"""

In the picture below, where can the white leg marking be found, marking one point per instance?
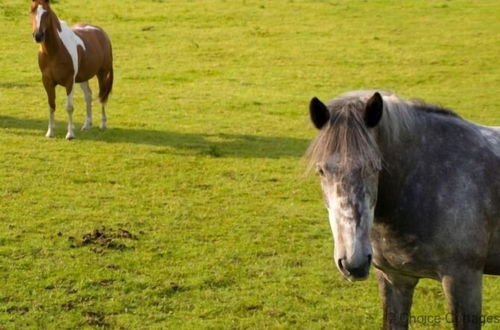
(104, 120)
(88, 101)
(51, 131)
(69, 108)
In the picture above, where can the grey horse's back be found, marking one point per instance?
(492, 135)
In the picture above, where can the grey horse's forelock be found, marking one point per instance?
(347, 136)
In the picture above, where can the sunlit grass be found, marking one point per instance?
(202, 159)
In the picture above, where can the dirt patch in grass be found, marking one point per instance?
(95, 319)
(104, 239)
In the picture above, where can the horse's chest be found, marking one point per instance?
(402, 253)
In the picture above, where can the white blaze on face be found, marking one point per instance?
(71, 42)
(341, 220)
(39, 13)
(351, 240)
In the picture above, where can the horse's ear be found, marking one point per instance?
(373, 111)
(319, 113)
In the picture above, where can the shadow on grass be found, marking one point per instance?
(214, 145)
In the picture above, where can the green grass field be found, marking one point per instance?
(192, 210)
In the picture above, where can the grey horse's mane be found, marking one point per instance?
(347, 136)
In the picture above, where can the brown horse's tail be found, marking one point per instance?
(105, 86)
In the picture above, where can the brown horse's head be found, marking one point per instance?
(39, 18)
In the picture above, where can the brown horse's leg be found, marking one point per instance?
(463, 292)
(69, 109)
(50, 88)
(87, 93)
(105, 79)
(396, 292)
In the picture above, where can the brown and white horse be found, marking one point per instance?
(68, 56)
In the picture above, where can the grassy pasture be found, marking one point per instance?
(191, 210)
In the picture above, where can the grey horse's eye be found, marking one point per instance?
(320, 170)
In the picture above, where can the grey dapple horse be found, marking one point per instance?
(415, 190)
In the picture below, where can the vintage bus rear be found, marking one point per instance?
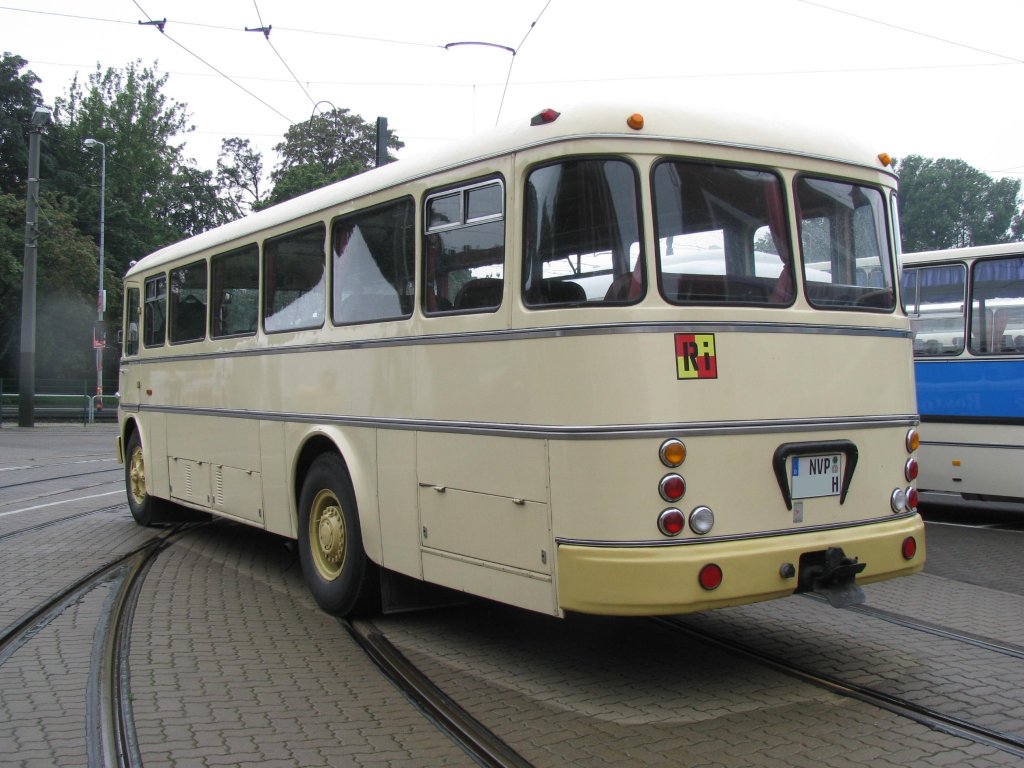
(607, 361)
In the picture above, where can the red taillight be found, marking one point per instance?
(672, 487)
(911, 499)
(671, 522)
(909, 548)
(710, 577)
(544, 117)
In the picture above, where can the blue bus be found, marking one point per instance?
(967, 313)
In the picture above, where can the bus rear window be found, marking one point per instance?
(997, 306)
(721, 235)
(843, 239)
(582, 239)
(935, 300)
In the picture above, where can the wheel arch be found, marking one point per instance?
(361, 475)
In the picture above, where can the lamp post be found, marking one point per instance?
(27, 373)
(99, 341)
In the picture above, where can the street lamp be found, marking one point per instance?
(27, 372)
(100, 341)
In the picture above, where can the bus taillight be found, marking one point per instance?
(701, 520)
(710, 577)
(672, 453)
(912, 440)
(911, 499)
(671, 521)
(909, 548)
(672, 487)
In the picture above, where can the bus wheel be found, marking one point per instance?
(336, 568)
(139, 502)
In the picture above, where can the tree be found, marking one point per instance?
(240, 174)
(947, 204)
(154, 196)
(326, 148)
(18, 97)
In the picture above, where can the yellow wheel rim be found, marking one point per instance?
(327, 535)
(136, 477)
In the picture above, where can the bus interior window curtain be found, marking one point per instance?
(784, 289)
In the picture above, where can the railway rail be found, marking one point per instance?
(897, 705)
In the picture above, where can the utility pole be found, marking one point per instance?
(98, 337)
(27, 373)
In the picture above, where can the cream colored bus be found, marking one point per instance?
(601, 361)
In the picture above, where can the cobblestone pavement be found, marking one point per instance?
(232, 665)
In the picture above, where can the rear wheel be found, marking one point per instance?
(142, 506)
(335, 565)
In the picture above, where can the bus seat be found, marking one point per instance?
(625, 287)
(561, 292)
(480, 294)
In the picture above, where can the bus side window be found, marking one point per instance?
(235, 293)
(187, 305)
(155, 311)
(464, 249)
(373, 264)
(295, 281)
(131, 322)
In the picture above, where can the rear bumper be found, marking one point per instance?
(663, 580)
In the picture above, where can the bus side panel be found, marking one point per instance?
(398, 513)
(215, 463)
(975, 459)
(279, 509)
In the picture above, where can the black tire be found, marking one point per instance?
(142, 506)
(341, 578)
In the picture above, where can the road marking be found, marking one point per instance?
(56, 504)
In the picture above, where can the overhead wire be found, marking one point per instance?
(265, 29)
(508, 75)
(223, 75)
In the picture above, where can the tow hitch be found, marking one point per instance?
(833, 574)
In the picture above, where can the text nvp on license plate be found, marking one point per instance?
(816, 475)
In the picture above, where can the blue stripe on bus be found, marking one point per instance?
(982, 389)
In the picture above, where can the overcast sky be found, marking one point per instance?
(939, 78)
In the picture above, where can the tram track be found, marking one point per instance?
(930, 717)
(52, 478)
(1007, 649)
(58, 520)
(110, 727)
(480, 742)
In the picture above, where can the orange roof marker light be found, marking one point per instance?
(545, 117)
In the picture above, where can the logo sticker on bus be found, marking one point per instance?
(695, 356)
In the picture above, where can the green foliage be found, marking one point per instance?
(326, 148)
(240, 174)
(66, 274)
(18, 97)
(948, 204)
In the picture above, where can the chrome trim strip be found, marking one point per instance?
(554, 431)
(552, 332)
(983, 445)
(734, 537)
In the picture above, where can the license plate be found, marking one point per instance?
(812, 476)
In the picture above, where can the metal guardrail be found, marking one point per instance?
(54, 406)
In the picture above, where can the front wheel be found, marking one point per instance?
(335, 565)
(142, 506)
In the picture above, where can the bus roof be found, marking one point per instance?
(741, 130)
(960, 254)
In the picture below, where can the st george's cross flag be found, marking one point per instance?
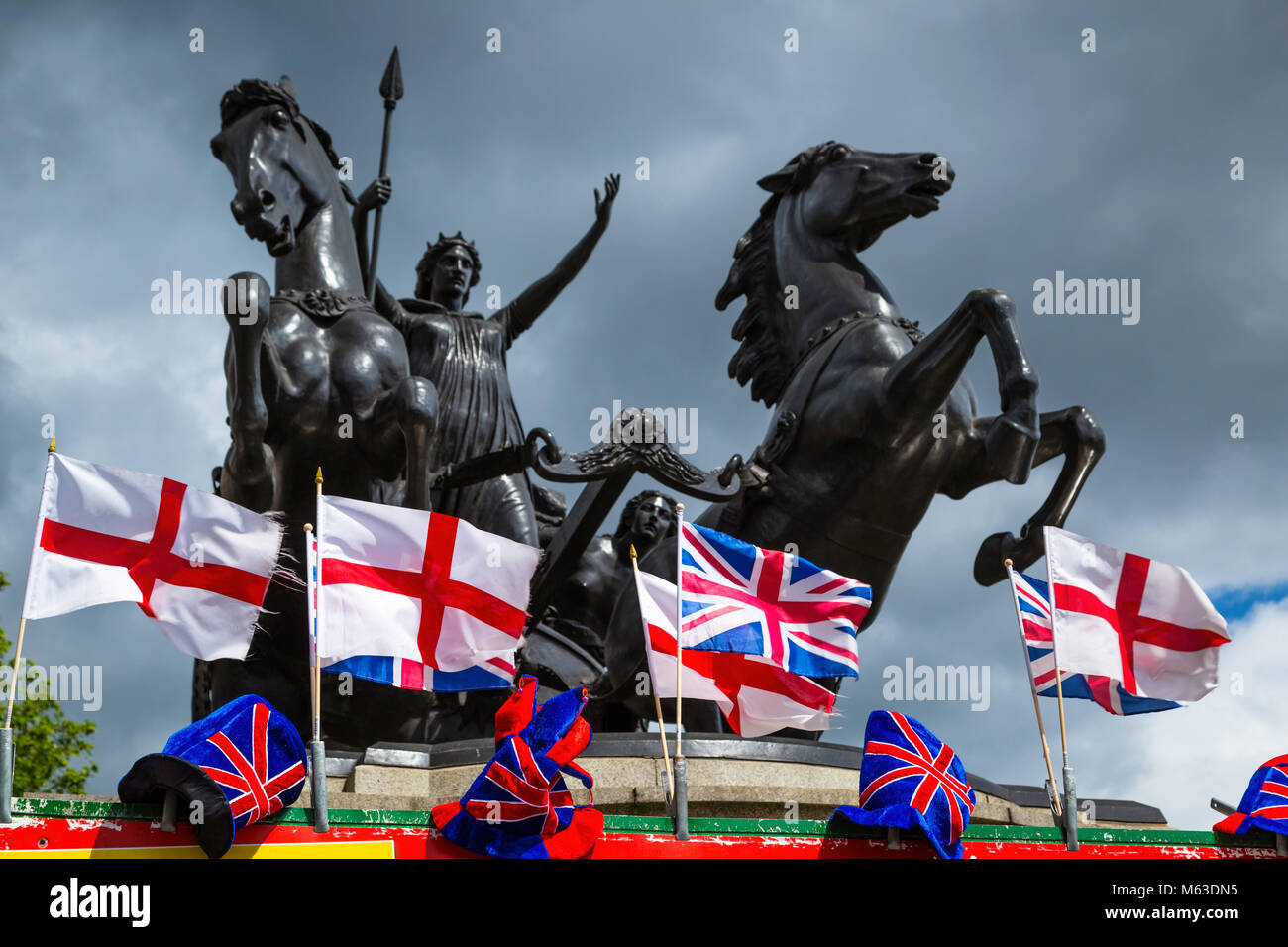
(194, 564)
(1140, 622)
(421, 586)
(490, 673)
(755, 694)
(741, 598)
(1034, 604)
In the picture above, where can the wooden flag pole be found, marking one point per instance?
(1070, 792)
(681, 796)
(317, 749)
(1033, 688)
(657, 701)
(18, 680)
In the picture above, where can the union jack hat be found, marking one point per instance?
(241, 763)
(519, 805)
(910, 779)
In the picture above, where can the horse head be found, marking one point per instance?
(853, 195)
(825, 205)
(279, 159)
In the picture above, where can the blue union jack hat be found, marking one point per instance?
(519, 805)
(241, 763)
(910, 779)
(1265, 801)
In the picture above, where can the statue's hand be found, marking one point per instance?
(376, 195)
(604, 208)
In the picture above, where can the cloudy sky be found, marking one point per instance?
(1113, 163)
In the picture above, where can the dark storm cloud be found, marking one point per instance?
(1111, 163)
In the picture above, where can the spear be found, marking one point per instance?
(390, 90)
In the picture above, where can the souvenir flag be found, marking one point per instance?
(741, 598)
(1265, 802)
(519, 805)
(194, 564)
(755, 694)
(910, 779)
(241, 763)
(423, 586)
(493, 674)
(1035, 617)
(1141, 622)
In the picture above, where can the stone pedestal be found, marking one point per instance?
(729, 777)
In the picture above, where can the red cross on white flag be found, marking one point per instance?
(1134, 620)
(194, 564)
(417, 585)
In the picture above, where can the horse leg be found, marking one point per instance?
(248, 475)
(919, 382)
(407, 412)
(1072, 433)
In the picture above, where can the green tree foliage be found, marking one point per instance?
(44, 741)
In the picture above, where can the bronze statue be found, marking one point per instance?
(590, 592)
(316, 377)
(872, 416)
(464, 355)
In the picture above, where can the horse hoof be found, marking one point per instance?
(988, 561)
(1010, 447)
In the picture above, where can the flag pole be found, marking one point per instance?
(1033, 686)
(1070, 793)
(317, 749)
(657, 701)
(681, 797)
(18, 680)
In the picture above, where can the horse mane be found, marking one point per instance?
(250, 94)
(764, 357)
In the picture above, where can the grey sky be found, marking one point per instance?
(1107, 163)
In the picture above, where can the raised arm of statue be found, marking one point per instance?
(375, 196)
(519, 315)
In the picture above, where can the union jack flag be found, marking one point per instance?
(911, 779)
(1265, 802)
(737, 596)
(256, 791)
(1034, 603)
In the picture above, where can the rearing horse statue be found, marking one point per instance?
(316, 377)
(872, 418)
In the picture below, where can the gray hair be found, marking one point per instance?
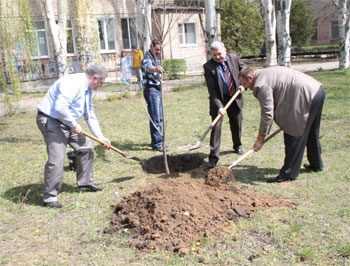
(215, 45)
(98, 70)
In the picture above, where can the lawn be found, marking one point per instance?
(317, 232)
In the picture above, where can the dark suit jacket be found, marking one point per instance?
(215, 85)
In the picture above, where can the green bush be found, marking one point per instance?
(173, 67)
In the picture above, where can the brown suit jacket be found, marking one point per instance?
(285, 96)
(215, 85)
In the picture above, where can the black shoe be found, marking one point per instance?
(91, 188)
(279, 179)
(308, 167)
(53, 204)
(238, 150)
(159, 149)
(212, 165)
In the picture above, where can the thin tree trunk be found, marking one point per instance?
(270, 32)
(211, 27)
(284, 40)
(344, 32)
(59, 35)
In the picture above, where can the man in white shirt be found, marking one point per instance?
(67, 100)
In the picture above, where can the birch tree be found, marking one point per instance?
(283, 33)
(269, 15)
(343, 7)
(59, 35)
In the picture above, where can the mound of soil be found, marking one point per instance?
(180, 163)
(173, 213)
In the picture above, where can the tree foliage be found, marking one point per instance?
(301, 23)
(242, 26)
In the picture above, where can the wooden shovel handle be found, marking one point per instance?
(251, 151)
(102, 143)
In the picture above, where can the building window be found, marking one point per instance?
(42, 49)
(187, 33)
(334, 30)
(70, 39)
(106, 34)
(129, 33)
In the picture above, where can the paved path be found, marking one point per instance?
(28, 105)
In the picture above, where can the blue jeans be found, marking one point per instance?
(153, 98)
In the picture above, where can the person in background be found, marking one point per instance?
(125, 68)
(137, 57)
(221, 76)
(294, 101)
(151, 71)
(68, 100)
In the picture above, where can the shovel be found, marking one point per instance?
(197, 145)
(112, 147)
(251, 151)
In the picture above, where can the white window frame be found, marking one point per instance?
(107, 35)
(39, 39)
(131, 40)
(183, 36)
(334, 31)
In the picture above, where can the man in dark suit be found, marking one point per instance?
(221, 76)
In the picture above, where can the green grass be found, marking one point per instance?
(316, 233)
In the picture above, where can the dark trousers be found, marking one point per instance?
(57, 136)
(295, 146)
(235, 119)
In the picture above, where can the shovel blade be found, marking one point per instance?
(190, 147)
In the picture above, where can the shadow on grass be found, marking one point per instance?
(251, 174)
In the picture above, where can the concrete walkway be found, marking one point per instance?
(29, 105)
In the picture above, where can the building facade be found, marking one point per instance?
(97, 31)
(326, 22)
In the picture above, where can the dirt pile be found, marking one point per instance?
(173, 213)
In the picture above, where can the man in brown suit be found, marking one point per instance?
(221, 76)
(294, 101)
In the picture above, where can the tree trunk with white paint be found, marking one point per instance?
(269, 15)
(211, 27)
(343, 7)
(59, 35)
(284, 40)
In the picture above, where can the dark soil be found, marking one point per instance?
(173, 213)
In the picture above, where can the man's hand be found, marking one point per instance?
(77, 129)
(107, 143)
(221, 111)
(257, 145)
(241, 88)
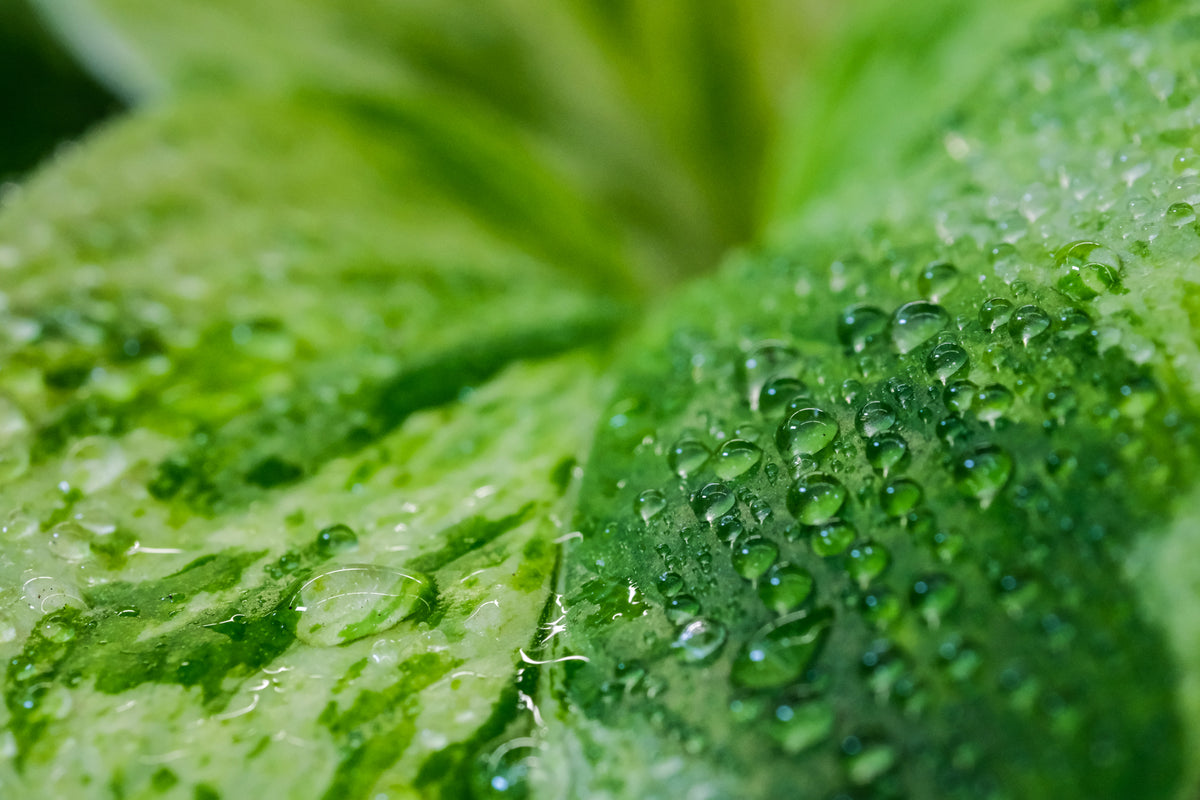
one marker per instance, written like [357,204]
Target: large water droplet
[358,600]
[700,639]
[875,417]
[982,473]
[816,498]
[754,555]
[713,501]
[736,457]
[766,361]
[688,456]
[807,432]
[862,325]
[785,588]
[916,323]
[779,654]
[946,360]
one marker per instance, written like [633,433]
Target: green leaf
[299,361]
[871,506]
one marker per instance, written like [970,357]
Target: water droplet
[833,537]
[785,588]
[798,727]
[959,395]
[688,456]
[875,417]
[1138,397]
[779,654]
[670,584]
[816,498]
[736,457]
[859,326]
[70,541]
[768,360]
[900,497]
[713,501]
[982,473]
[881,607]
[1089,281]
[336,539]
[867,563]
[995,313]
[778,392]
[682,608]
[754,555]
[946,360]
[1180,214]
[937,280]
[358,600]
[935,596]
[805,432]
[700,639]
[916,323]
[887,452]
[993,402]
[649,504]
[1029,323]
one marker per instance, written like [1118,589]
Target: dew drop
[833,537]
[700,639]
[778,392]
[983,473]
[766,361]
[995,313]
[1027,323]
[875,417]
[649,504]
[816,498]
[805,432]
[754,555]
[993,402]
[785,588]
[736,457]
[801,727]
[862,325]
[358,600]
[916,323]
[779,654]
[934,597]
[670,584]
[688,456]
[959,395]
[713,501]
[946,360]
[867,563]
[336,539]
[900,497]
[937,280]
[887,452]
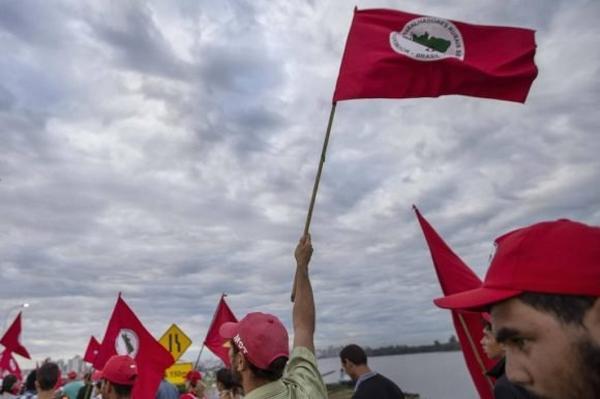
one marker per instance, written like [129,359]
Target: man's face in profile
[549,358]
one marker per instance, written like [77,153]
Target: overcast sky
[167,150]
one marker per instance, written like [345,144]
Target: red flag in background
[126,335]
[8,365]
[92,350]
[455,276]
[393,54]
[11,339]
[213,340]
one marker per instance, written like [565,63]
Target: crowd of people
[539,302]
[116,380]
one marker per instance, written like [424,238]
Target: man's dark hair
[273,373]
[122,390]
[569,309]
[47,376]
[226,377]
[354,353]
[30,381]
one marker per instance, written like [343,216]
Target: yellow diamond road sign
[175,341]
[176,373]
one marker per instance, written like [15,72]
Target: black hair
[122,390]
[47,375]
[7,383]
[569,309]
[227,379]
[30,381]
[272,373]
[354,353]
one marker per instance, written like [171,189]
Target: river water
[439,375]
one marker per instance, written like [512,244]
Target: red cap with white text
[120,370]
[557,257]
[260,337]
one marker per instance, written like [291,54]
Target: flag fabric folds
[126,335]
[455,276]
[8,365]
[393,54]
[213,340]
[92,350]
[11,339]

"""

**Task to complete**
Copy the material from the line with "In the picture above, where can the horse head" to the line with "(1113, 163)", putting "statue's arm" in place of "statue's hand" and leaving everything else the same.

**Worked solution**
In the picture above, where can the horse head be found, marking one point per instance?
(853, 195)
(825, 205)
(279, 159)
In the picture above, where can the blue union jack hat be found, marking one point per instance?
(519, 805)
(241, 763)
(910, 779)
(1265, 801)
In the picture above, where can the statue's arm be found, marking one point per instance?
(376, 195)
(604, 208)
In the picture above, where can the cloudy sky be found, marking one point per instance?
(1113, 163)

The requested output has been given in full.